=== EXTRACTED ENTRIES ===

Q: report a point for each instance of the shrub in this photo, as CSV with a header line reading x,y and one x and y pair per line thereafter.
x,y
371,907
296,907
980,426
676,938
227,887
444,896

===

◆ EXERCISE
Copy the records above, keeping every word the same.

◆ WRITTEN SOLUTION
Q: report a point for each instance of the shrub in this photo, as CSV with a header line reading x,y and one x and y pair per line thereafter.
x,y
371,907
296,907
980,426
676,938
227,887
444,896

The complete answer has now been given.